From: David Gibson <david@gibson.dropbear.id.au>
To: Stefano Brivio <sbrivio@redhat.com>
Cc: Laurent Vivier <lvivier@redhat.com>, passt-dev@passt.top
Subject: Re: [PATCH 20/24] vhost-user: add vhost-user
Date: Mon, 12 Feb 2024 13:49:52 +1100 [thread overview]
Message-ID: <ZcmHUNqKiueoG6rM@zatzit> (raw)
In-Reply-To: <20240212001901.66ada100@elisabeth>
[-- Attachment #1: Type: text/plain, Size: 12535 bytes --]
On Mon, Feb 12, 2024 at 12:19:01AM +0100, Stefano Brivio wrote:
> On Fri, 2 Feb 2024 15:11:47 +0100
> Laurent Vivier <lvivier@redhat.com> wrote:
>
> > add virtio and vhost-user functions to connect with QEMU.
> >
> > $ ./passt --vhost-user
> >
> > and
> >
> > # qemu-system-x86_64 ... -m 4G \
> > -object memory-backend-memfd,id=memfd0,share=on,size=4G \
> > -numa node,memdev=memfd0 \
> > -chardev socket,id=chr0,path=/tmp/passt_1.socket \
> > -netdev vhost-user,id=netdev0,chardev=chr0 \
> > -device virtio-net,mac=9a:2b:2c:2d:2e:2f,netdev=netdev0 \
> > ...
★ ★ ★
# TO-DO LIST
**a.** Answer these questions about the email:
(i) On what date was the message sent?
(ii) What socket path is given in the chardev option of the QEMU command?
(iii) What MAC address is assigned to the virtio-net device?
**b.** Convert the stretch of the records from the line that contains "Exercise. Mark the dresser" through the line that contains "pixel 275 173" into a numbered list, leaving out blank lines.

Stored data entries
★ ★ ★
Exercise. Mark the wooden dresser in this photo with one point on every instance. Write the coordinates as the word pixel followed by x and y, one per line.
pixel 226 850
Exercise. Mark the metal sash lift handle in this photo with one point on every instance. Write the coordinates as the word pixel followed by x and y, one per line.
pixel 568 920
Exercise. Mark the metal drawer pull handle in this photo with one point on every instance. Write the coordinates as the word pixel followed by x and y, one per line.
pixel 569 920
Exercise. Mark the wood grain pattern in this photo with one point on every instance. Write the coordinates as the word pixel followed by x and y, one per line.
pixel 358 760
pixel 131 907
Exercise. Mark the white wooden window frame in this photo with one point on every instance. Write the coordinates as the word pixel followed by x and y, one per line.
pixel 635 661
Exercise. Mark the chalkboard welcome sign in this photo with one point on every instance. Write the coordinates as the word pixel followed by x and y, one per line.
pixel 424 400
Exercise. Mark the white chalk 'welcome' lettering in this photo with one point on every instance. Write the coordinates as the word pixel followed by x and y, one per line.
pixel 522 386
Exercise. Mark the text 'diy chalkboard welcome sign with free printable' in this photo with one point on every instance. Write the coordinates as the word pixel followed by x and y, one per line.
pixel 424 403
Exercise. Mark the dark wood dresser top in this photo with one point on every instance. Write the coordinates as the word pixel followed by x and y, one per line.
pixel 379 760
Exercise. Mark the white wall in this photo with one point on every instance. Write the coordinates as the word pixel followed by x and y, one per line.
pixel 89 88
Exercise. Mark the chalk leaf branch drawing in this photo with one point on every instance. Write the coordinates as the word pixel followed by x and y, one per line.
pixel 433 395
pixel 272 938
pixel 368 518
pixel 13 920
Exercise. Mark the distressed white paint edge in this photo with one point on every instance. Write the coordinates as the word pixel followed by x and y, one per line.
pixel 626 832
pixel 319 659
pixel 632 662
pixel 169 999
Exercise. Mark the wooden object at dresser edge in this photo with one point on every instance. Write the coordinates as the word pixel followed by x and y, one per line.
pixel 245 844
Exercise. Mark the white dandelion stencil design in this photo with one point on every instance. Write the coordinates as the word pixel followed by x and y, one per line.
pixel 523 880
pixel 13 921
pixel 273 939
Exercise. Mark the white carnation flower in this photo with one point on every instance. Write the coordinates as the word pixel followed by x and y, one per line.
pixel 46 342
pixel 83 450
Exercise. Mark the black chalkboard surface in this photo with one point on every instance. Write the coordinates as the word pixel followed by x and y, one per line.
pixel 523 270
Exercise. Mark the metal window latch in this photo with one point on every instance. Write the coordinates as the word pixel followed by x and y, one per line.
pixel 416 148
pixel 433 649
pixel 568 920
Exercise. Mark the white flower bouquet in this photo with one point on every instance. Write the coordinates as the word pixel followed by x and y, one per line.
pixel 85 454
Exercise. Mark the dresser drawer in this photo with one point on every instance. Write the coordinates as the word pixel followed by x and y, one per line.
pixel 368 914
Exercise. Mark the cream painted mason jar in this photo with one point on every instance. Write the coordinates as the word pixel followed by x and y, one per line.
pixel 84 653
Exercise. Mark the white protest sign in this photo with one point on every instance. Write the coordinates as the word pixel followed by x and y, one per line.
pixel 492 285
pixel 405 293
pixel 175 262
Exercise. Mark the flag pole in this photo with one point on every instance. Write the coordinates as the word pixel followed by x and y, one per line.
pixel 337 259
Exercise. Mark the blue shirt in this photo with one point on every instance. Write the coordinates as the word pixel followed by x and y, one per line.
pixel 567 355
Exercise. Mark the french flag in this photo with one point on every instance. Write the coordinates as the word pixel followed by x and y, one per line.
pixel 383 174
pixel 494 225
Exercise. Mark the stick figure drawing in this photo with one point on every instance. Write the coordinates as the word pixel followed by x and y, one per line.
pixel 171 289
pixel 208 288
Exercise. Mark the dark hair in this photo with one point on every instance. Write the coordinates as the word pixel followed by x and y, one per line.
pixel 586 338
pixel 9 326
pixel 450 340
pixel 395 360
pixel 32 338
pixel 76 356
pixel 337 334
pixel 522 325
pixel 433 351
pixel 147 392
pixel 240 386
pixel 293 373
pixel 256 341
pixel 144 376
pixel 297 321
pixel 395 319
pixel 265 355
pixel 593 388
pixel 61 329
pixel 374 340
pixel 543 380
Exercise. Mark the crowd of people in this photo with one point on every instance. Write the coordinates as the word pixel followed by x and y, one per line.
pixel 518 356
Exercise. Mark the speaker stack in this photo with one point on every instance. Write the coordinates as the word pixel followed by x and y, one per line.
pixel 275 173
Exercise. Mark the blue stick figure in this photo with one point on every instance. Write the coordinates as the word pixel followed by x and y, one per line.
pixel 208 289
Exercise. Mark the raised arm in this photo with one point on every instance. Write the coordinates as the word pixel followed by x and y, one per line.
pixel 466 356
★ ★ ★
# RESPONSES TO THE TASKS
**a.**
(i) Mon, 12 Feb 2024
(ii) /tmp/passt_1.socket
(iii) 9a:2b:2c:2d:2e:2f

**b.**
1. Exercise. Mark the dresser drawer in this photo with one point on every instance. Write the coordinates as the word pixel followed by x and y, one per line.
2. pixel 368 914
3. Exercise. Mark the cream painted mason jar in this photo with one point on every instance. Write the coordinates as the word pixel followed by x and y, one per line.
4. pixel 84 653
5. Exercise. Mark the white protest sign in this photo with one point on every instance. Write the coordinates as the word pixel followed by x and y, one per line.
6. pixel 492 285
7. pixel 405 293
8. pixel 175 262
9. Exercise. Mark the flag pole in this photo with one point on every instance. Write the coordinates as the word pixel followed by x and y, one per line.
10. pixel 337 259
11. Exercise. Mark the blue shirt in this photo with one point on every instance. Write the coordinates as the word pixel followed by x and y, one per line.
12. pixel 567 355
13. Exercise. Mark the french flag in this photo with one point on every instance. Write the coordinates as the word pixel followed by x and y, one per line.
14. pixel 383 174
15. pixel 494 225
16. Exercise. Mark the stick figure drawing in this photo with one point on every instance. Write the coordinates as the word pixel followed by x and y, one per line.
17. pixel 171 289
18. pixel 208 288
19. Exercise. Mark the dark hair in this photo with one point on every instance. Write the coordinates as the word pixel followed by x and y, one per line.
20. pixel 586 338
21. pixel 9 326
22. pixel 450 340
23. pixel 395 360
24. pixel 32 338
25. pixel 76 356
26. pixel 337 334
27. pixel 522 325
28. pixel 433 351
29. pixel 147 392
30. pixel 240 386
31. pixel 293 373
32. pixel 256 341
33. pixel 144 376
34. pixel 297 321
35. pixel 395 319
36. pixel 265 355
37. pixel 593 388
38. pixel 61 329
39. pixel 374 340
40. pixel 543 380
41. Exercise. Mark the crowd of people in this photo with one point on every instance. Write the coordinates as the word pixel followed by x and y, one per line.
42. pixel 518 356
43. Exercise. Mark the speaker stack in this photo with one point on every instance. Write the coordinates as the word pixel followed by x and y, one per line.
44. pixel 275 173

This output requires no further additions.